● **FRAGMENTO DE TEXTO**:
══════════
La composición no está presente de
forma constante en la historia de ‘’Frankenstein must be destroyed’’; no
obstante, su impresión sí. La fuerza que tiene queda tatuada e imborrable en
cada momento y los detalles, cuando la escuchamos, dejan perplejo a cualquier
estudioso de sus apuntes: los dos doctores, ya inmersos en la búsqueda de nuevo
material quirúrgico, son descubiertos. La escena, no llegada la media hora, es
ejemplo del resto de la obra. Bernard aplica un motivo narrativo ligero que irá
balanceando según el director quiera mostrar personajes, instantes o
sensaciones. Él nunca lo abandonará y terminará la escena versionándolo, tras
la muerte del hombre, a un ritmo lento, cansino y absolutamente distinto a su
inicial. Realmente la complejidad de componer un momento mediante el empleo
único de un motivo musical es enorme y el mérito, incuestionable.
══════════
● **EXTRACTO DE DATOS**:
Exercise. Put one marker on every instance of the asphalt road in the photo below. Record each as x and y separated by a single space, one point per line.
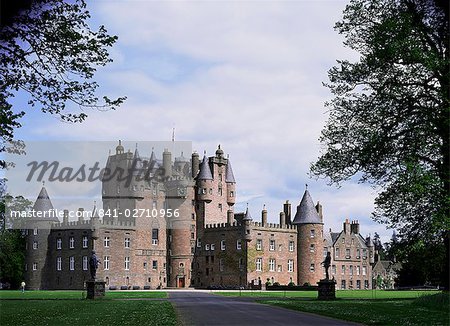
══════════
● **LISTA DE ACTIVIDADES**:
(a) Transcribe palabra por palabra, en el texto sobre la música de ‘’Frankenstein must be destroyed’’, todo lo que va desde "La composición no" hasta "el mérito, incuestionable.".
(b) Prolonga el texto sobre la música de ‘’Frankenstein must be destroyed’’ a partir de su última frase.
El listado no tiene ningún papel en esto.

● **RESULTADOS POR TAREA**:
(a)
La composición no está presente de
forma constante en la historia de ‘’Frankenstein must be destroyed’’; no
obstante, su impresión sí. La fuerza que tiene queda tatuada e imborrable en
cada momento y los detalles, cuando la escuchamos, dejan perplejo a cualquier
estudioso de sus apuntes: los dos doctores, ya inmersos en la búsqueda de nuevo
material quirúrgico, son descubiertos. La escena, no llegada la media hora, es
ejemplo del resto de la obra. Bernard aplica un motivo narrativo ligero que irá
balanceando según el director quiera mostrar personajes, instantes o
sensaciones. Él nunca lo abandonará y terminará la escena versionándolo, tras
la muerte del hombre, a un ritmo lento, cansino y absolutamente distinto a su
inicial. Realmente la complejidad de componer un momento mediante el empleo
único de un motivo musical es enorme y el mérito, incuestionable.

(b)
El clarinete y el oboe son los
instrumentos más importantes de la partitura. Dicho, queda clara su orientación
(de un cariz intrigante y mental más que terrorífico). Las escenas se
estructuran siempre en una dualidad marcadísima que el músico desarrolla sin
ningún tipo de restricción, sometiendo su música a las imágenes de una historia
que crece y se orienta más allá del simple horror como cliché del personaje. Su
culminación la encontramos en una secuencia maravillosa, ejemplo de cómo la
música ahoga, crece y rompe. Sin objeción: el instante artístico más alto de la
obra (aunque no el más complejo). Vayamos con él: suenan las cuerdas agudas,
adoptando el motivo principal, inquietante, que ya no cambiará en varios
minutos; Anna, la hermosa mujer que permanece con los doctores, está en su
habitación. Intuye algo y sale. Bernard cambia de los violines a los vientos
justo en ese instante; ahora recorre la escalera y los pasillos y el motivo
empleado adquiere una simetría al ya usado. Sale a los exteriores y, de nuevo,
un giro en el uso de instrumentos sin variar el tema de melodía. La partitura
evoluciona y gira con brusquedad a cada estancia que la joven recorre. No
resulta una secuencia importante en apariencia, pero sí su empleo y estructura
y el desenlace puntual que termina con el abuso del doctor Frankenstein hacia
la mujer cuando, solos en casa, entra en su habitación. Un final de secuencia
en el que el compositor trabaja más el tema que hemos mencionado y, siempre con
la dualidad comentada, bloquea lo que vemos y permite ir un poco más allá en la
figura, presencia e historia del malvado doctor.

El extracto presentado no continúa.